If you have experienced heart problems or have been diagnosed with a heart condition, you can likely benefit from the procedures available in a cardiac catheterization lab. A cardiac catheterization is used to help physicians diagnose heart disease in patients. This specialized procedure helps them look at the interior workings of the arteries and how blood is pumped throughout the body.
How does the procedure work?
The physician begins by inserting a small, flexible tube–called a catheter–into a major artery in your arm or leg. It is then threaded up toward the heart, with the guidance of x-ray imaging. A special dye is dispersed in the artery, which allows the physician to properly locate where the problem is occurring. After the physician has gathered enough information, he or she will remove the catheter and apply pressure to the artery.
A number of tests and procedures can be accomplished during a cardiac catheterization. Among them are angioplasty, stenting, angiojet, peripheral vascular intervention, and the insertion of an internal pacemaker or implantable cardioverter-defibrillator.
How do I prepare for the procedure?
- Your physician will inform you of what you should and shouldn't eat before the procedure.
- Make sure you put together a travel bag of spare clothes in case you experience an overnight stay.
- Provide a list of all the medications you are currently on and have them readily available.
- If you have any unique allergies, such as to x-ray dyes or other substances that may be used in the procedure, please share this information with the specialist prior to the test.
Remember that it's very important to undergo a proper evaluation from your physician to determine if a cardiac cath lab test is necessary. Heart disease affects thousands of Americans each year. The sooner you're able to determine the condition, the better your chance of effective treatment.

## REQUIRED ACTIONS
1 - According to the cardiac catheterization page, what guides the catheter as it is threaded up toward the heart?
2 - Reproduce the portion of the cardiac catheterization page that begins with the words "A number of" and ends after "before the procedure.".
3 - The cardiac catheterization page says a special dye is dispersed in the artery. Why is this done?

[Dataset entries]
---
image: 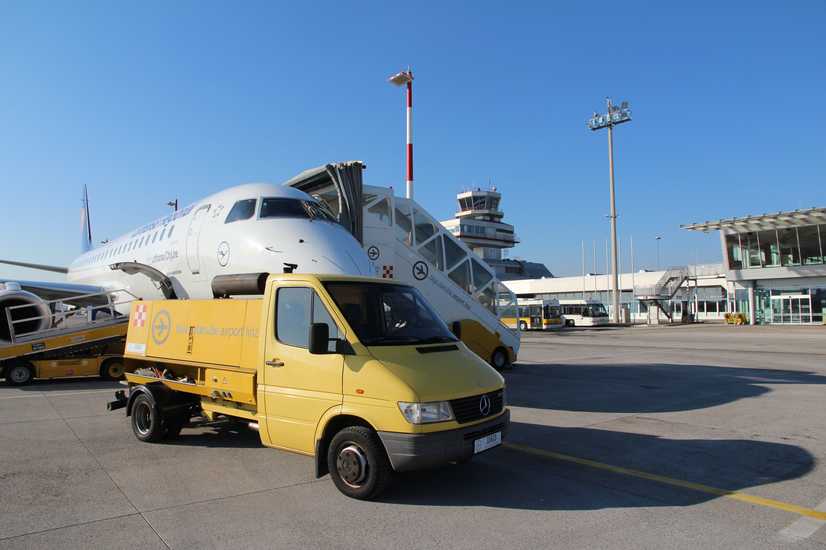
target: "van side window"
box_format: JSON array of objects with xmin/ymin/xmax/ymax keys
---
[
  {"xmin": 313, "ymin": 292, "xmax": 344, "ymax": 351},
  {"xmin": 275, "ymin": 288, "xmax": 341, "ymax": 351}
]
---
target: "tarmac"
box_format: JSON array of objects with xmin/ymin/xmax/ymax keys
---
[{"xmin": 0, "ymin": 323, "xmax": 826, "ymax": 550}]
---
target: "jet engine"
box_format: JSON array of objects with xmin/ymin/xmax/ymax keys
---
[{"xmin": 0, "ymin": 289, "xmax": 52, "ymax": 344}]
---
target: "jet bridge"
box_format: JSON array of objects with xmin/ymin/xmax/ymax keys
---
[{"xmin": 284, "ymin": 161, "xmax": 520, "ymax": 368}]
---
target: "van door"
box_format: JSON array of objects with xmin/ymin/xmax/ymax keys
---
[{"xmin": 262, "ymin": 287, "xmax": 344, "ymax": 453}]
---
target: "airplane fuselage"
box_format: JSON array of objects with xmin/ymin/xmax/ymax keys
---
[{"xmin": 68, "ymin": 184, "xmax": 375, "ymax": 300}]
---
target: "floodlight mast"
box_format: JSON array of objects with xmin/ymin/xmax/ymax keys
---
[
  {"xmin": 387, "ymin": 67, "xmax": 413, "ymax": 199},
  {"xmin": 587, "ymin": 97, "xmax": 631, "ymax": 323}
]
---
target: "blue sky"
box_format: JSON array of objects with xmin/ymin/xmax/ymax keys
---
[{"xmin": 0, "ymin": 0, "xmax": 826, "ymax": 280}]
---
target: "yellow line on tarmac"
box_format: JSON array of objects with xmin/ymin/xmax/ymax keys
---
[{"xmin": 502, "ymin": 442, "xmax": 826, "ymax": 520}]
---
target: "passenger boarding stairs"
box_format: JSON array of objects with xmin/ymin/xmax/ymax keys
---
[
  {"xmin": 634, "ymin": 265, "xmax": 692, "ymax": 321},
  {"xmin": 284, "ymin": 161, "xmax": 520, "ymax": 366}
]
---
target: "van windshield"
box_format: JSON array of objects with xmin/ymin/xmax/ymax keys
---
[
  {"xmin": 588, "ymin": 304, "xmax": 608, "ymax": 317},
  {"xmin": 324, "ymin": 281, "xmax": 458, "ymax": 346}
]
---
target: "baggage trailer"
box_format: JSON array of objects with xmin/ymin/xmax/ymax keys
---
[{"xmin": 0, "ymin": 294, "xmax": 129, "ymax": 386}]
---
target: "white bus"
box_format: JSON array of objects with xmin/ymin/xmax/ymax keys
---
[
  {"xmin": 559, "ymin": 300, "xmax": 608, "ymax": 327},
  {"xmin": 502, "ymin": 298, "xmax": 564, "ymax": 331}
]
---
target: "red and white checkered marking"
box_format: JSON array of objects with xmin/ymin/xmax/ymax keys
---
[{"xmin": 134, "ymin": 305, "xmax": 146, "ymax": 327}]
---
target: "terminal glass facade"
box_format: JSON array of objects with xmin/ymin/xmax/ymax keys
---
[
  {"xmin": 725, "ymin": 224, "xmax": 826, "ymax": 325},
  {"xmin": 726, "ymin": 225, "xmax": 826, "ymax": 269},
  {"xmin": 754, "ymin": 287, "xmax": 826, "ymax": 325}
]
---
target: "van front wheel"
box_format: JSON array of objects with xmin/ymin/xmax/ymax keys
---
[
  {"xmin": 327, "ymin": 426, "xmax": 392, "ymax": 500},
  {"xmin": 490, "ymin": 348, "xmax": 508, "ymax": 370}
]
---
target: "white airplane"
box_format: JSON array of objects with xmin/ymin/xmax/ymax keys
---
[{"xmin": 0, "ymin": 183, "xmax": 375, "ymax": 342}]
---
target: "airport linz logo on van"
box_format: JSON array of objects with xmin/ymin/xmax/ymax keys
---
[
  {"xmin": 479, "ymin": 395, "xmax": 490, "ymax": 416},
  {"xmin": 152, "ymin": 309, "xmax": 172, "ymax": 346}
]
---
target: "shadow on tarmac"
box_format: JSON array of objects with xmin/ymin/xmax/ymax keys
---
[
  {"xmin": 378, "ymin": 423, "xmax": 814, "ymax": 510},
  {"xmin": 502, "ymin": 363, "xmax": 826, "ymax": 413}
]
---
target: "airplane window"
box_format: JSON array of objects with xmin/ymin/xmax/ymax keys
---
[
  {"xmin": 224, "ymin": 199, "xmax": 255, "ymax": 224},
  {"xmin": 260, "ymin": 198, "xmax": 311, "ymax": 219}
]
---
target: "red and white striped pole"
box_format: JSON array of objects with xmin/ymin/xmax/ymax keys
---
[{"xmin": 388, "ymin": 68, "xmax": 413, "ymax": 199}]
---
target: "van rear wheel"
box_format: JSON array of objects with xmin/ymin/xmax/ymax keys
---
[
  {"xmin": 327, "ymin": 426, "xmax": 392, "ymax": 500},
  {"xmin": 130, "ymin": 394, "xmax": 166, "ymax": 443},
  {"xmin": 4, "ymin": 361, "xmax": 35, "ymax": 386},
  {"xmin": 100, "ymin": 357, "xmax": 123, "ymax": 380}
]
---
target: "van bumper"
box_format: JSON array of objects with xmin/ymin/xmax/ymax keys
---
[{"xmin": 379, "ymin": 409, "xmax": 511, "ymax": 472}]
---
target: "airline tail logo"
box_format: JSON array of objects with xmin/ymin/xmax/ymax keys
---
[{"xmin": 132, "ymin": 305, "xmax": 146, "ymax": 328}]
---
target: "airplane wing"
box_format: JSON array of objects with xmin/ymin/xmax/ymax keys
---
[
  {"xmin": 0, "ymin": 260, "xmax": 69, "ymax": 274},
  {"xmin": 0, "ymin": 278, "xmax": 108, "ymax": 307}
]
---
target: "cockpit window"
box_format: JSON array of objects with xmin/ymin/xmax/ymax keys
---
[
  {"xmin": 259, "ymin": 198, "xmax": 336, "ymax": 221},
  {"xmin": 224, "ymin": 199, "xmax": 255, "ymax": 224}
]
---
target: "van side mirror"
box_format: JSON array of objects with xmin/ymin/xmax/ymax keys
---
[{"xmin": 310, "ymin": 323, "xmax": 330, "ymax": 355}]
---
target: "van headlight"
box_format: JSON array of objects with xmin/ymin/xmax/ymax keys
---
[{"xmin": 399, "ymin": 401, "xmax": 454, "ymax": 424}]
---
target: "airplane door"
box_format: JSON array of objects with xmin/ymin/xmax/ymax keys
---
[
  {"xmin": 262, "ymin": 287, "xmax": 344, "ymax": 453},
  {"xmin": 186, "ymin": 204, "xmax": 210, "ymax": 275}
]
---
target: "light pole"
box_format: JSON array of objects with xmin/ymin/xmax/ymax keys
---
[
  {"xmin": 387, "ymin": 71, "xmax": 413, "ymax": 199},
  {"xmin": 654, "ymin": 237, "xmax": 660, "ymax": 271},
  {"xmin": 587, "ymin": 97, "xmax": 631, "ymax": 323}
]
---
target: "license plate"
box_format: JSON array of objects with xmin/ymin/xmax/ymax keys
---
[{"xmin": 473, "ymin": 432, "xmax": 502, "ymax": 454}]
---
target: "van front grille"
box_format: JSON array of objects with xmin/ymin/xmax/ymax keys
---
[{"xmin": 450, "ymin": 389, "xmax": 504, "ymax": 424}]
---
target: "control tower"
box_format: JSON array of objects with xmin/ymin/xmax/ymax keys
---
[{"xmin": 441, "ymin": 187, "xmax": 553, "ymax": 280}]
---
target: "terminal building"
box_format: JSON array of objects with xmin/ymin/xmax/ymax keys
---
[
  {"xmin": 681, "ymin": 208, "xmax": 826, "ymax": 325},
  {"xmin": 482, "ymin": 208, "xmax": 826, "ymax": 325}
]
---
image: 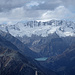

## RESULTS OF THE TASKS
1 - X-ray imaging guides it.

2 -
A number of tests and procedures can be accomplished during a cardiac catheterization. Among them are angioplasty, stenting, angiojet, peripheral vascular intervention, and the insertion of an internal pacemaker or implantable cardioverter-defibrillator.
How do I prepare for the procedure?
- Your physician will inform you of what you should and shouldn't eat before the procedure.

3 - The dye lets the physician properly locate where the problem is occurring.